Turn every line of the items below into a numbered list, skipping any blank lines.
## Start Input material
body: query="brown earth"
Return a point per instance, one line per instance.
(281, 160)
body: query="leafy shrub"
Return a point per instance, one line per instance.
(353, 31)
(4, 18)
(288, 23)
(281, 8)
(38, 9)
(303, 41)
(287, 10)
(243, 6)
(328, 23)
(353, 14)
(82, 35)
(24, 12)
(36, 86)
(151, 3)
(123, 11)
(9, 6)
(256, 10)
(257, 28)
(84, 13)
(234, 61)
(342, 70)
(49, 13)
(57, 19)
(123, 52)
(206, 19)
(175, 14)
## End Input material
■ Result ■
1. body: query="brown earth"
2. Return a point per instance, one line per instance.
3. (281, 160)
4. body: query="leafy shrub"
5. Return a point per instance, one line per instance.
6. (353, 31)
7. (4, 18)
8. (288, 23)
9. (281, 8)
10. (38, 9)
11. (303, 41)
12. (287, 10)
13. (243, 6)
14. (328, 23)
15. (353, 14)
16. (82, 35)
17. (24, 12)
18. (36, 86)
19. (151, 3)
20. (123, 11)
21. (9, 6)
22. (256, 10)
23. (257, 28)
24. (84, 13)
25. (234, 61)
26. (342, 70)
27. (49, 13)
28. (57, 19)
29. (123, 52)
30. (206, 19)
31. (175, 14)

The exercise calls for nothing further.